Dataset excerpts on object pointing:
=======

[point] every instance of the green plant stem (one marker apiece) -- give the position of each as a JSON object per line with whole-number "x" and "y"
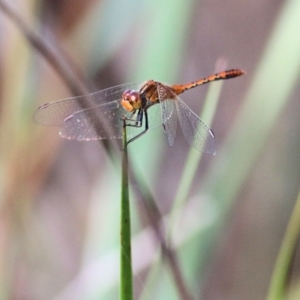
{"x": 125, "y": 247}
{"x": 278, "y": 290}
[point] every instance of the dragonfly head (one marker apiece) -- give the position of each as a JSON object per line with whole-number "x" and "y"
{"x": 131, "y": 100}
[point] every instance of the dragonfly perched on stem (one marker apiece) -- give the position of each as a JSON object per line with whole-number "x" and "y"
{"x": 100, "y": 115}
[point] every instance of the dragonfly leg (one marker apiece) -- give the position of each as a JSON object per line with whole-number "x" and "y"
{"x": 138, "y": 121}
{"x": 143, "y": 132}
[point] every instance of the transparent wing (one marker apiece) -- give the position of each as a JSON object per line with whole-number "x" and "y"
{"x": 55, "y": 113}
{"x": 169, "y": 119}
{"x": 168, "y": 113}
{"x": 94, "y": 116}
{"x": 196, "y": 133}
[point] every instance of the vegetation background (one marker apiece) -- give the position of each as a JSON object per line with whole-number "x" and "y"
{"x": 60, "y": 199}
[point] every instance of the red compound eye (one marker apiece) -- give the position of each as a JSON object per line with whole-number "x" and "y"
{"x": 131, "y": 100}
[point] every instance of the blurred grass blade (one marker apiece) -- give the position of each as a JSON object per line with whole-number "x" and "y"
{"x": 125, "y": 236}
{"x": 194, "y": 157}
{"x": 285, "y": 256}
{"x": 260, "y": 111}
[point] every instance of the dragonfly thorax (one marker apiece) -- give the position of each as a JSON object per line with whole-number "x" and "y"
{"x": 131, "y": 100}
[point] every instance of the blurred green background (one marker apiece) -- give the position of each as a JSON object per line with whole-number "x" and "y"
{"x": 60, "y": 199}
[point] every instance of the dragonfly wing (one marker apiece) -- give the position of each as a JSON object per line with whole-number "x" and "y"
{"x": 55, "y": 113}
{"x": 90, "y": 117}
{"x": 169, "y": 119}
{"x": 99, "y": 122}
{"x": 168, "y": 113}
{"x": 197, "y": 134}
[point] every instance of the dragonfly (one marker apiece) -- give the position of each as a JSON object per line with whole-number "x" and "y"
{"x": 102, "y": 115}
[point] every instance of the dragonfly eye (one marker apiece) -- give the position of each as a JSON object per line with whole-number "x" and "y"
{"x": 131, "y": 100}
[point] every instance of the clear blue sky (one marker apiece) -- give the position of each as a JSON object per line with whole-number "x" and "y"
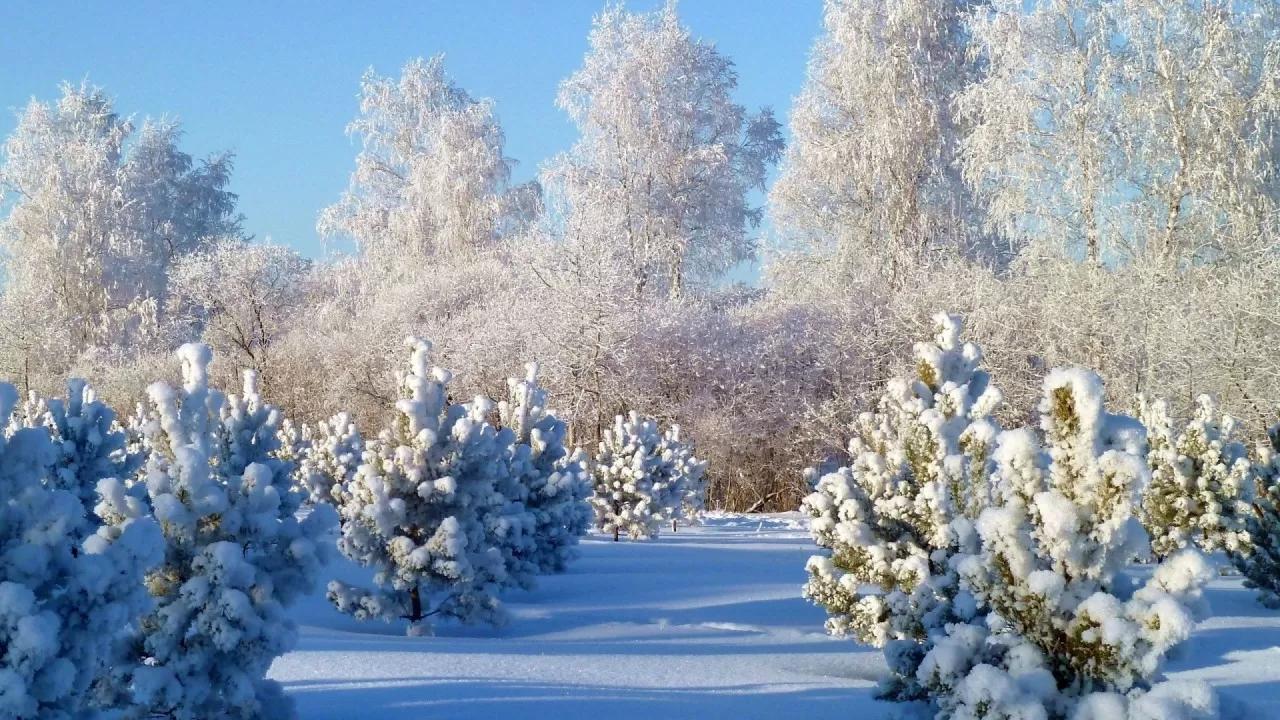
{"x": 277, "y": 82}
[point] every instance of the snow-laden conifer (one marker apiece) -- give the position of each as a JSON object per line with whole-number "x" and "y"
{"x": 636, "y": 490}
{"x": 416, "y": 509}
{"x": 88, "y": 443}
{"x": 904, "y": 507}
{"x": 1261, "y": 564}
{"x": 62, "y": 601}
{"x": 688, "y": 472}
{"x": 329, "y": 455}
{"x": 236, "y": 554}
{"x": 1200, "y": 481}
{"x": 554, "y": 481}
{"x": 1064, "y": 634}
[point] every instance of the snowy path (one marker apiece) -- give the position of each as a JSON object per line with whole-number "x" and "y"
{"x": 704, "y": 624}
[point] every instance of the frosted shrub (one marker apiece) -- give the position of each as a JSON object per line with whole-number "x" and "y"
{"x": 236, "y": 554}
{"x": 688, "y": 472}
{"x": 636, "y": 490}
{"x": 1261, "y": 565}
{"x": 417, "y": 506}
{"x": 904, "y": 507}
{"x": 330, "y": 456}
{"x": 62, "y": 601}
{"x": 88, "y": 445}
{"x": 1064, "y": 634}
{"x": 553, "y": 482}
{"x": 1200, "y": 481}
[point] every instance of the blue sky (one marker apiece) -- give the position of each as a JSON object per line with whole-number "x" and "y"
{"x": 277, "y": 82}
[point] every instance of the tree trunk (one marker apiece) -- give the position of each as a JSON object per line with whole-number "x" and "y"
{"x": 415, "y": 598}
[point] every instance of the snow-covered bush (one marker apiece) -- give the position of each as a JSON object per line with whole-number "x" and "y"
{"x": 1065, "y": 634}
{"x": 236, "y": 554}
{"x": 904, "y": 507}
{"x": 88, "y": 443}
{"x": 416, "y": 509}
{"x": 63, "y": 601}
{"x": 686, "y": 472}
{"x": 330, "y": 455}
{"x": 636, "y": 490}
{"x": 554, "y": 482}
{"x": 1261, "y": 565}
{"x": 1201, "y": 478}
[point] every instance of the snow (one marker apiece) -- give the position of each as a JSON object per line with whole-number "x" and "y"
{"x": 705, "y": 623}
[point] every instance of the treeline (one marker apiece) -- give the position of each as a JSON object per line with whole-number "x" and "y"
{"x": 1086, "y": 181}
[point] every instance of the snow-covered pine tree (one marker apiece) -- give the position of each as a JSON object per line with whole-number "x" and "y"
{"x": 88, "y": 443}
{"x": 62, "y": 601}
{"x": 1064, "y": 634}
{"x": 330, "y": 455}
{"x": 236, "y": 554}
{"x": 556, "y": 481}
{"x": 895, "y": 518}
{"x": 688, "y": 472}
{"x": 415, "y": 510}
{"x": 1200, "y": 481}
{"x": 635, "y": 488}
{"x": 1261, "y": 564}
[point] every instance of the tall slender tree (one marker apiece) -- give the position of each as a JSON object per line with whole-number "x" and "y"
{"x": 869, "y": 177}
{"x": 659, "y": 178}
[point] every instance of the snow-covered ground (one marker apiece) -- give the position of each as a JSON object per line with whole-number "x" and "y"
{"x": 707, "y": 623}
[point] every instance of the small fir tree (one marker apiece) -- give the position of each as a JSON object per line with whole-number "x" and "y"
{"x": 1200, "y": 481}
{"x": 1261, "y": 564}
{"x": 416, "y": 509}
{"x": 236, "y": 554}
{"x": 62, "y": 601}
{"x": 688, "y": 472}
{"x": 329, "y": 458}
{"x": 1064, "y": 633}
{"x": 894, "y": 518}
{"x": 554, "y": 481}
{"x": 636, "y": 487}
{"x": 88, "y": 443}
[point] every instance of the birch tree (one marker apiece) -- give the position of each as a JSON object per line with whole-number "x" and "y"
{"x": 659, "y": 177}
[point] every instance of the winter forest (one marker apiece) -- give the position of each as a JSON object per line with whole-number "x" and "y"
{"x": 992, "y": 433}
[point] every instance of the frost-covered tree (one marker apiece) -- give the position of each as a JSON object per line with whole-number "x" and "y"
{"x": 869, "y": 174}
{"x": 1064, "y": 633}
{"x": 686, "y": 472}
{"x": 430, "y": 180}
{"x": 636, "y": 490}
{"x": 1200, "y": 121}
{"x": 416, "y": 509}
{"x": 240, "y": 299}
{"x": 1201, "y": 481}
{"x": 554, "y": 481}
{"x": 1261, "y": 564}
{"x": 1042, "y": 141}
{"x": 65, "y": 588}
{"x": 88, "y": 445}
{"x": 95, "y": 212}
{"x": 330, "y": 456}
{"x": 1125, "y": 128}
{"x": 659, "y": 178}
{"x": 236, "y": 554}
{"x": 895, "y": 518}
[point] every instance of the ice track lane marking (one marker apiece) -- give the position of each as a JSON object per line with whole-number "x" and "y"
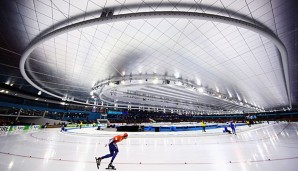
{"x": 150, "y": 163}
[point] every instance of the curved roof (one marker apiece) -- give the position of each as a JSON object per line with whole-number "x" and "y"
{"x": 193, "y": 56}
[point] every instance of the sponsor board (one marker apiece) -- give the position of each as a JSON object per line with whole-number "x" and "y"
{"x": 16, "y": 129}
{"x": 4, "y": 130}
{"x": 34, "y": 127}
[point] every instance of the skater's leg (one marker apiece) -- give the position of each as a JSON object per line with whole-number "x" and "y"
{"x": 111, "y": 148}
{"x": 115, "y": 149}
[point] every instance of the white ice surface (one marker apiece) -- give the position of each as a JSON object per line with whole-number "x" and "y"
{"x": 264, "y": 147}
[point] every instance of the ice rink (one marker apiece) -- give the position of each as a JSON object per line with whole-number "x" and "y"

=======

■ Task objective
Return the lines from the one containing "[point] every instance of the white" through the last line of the items above, inclusive, reproducing them word for word.

■ Solution for this problem
[point] every instance of the white ice surface (one marker apiece) -- give the position of each as a JSON object per line with whole-number "x" and "y"
{"x": 264, "y": 147}
[point] every instance of the ice rink (one marker apiece) -- give the position of each as a JSON object per line with whole-number "x" and "y"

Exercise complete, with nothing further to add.